**Problem statement:** Write out all the records below again line for line, but scale each bounding box coordinate in the answers by 2.6 and round to whole numbers, with halves rounding up. Leave the pictures out.
— Begin Supplied records —
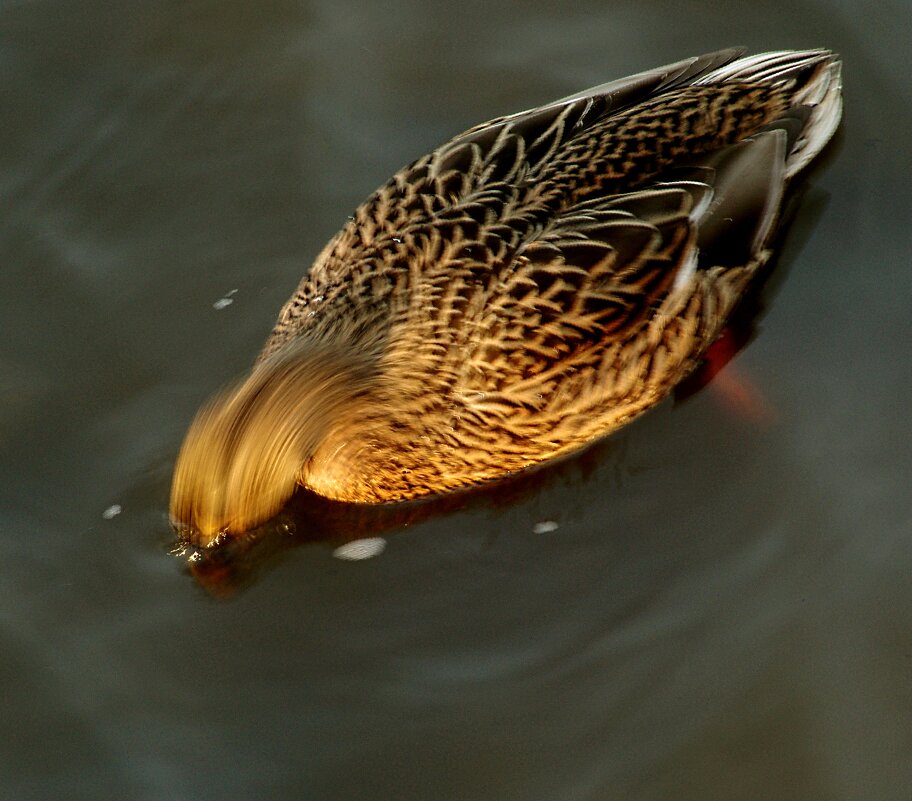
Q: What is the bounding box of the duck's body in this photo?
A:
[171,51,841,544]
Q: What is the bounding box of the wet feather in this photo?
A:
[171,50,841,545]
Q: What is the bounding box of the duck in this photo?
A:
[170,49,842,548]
— End Supplied records —
**Answer:**
Q: What is the bounding box of the duck's body in this photo?
A:
[445,133,2187,1414]
Q: What is the bounding box of the wet feather in this photo?
A:
[445,130,2187,1417]
Q: What is the bounding box of the duck in this photo?
A:
[442,127,2189,1425]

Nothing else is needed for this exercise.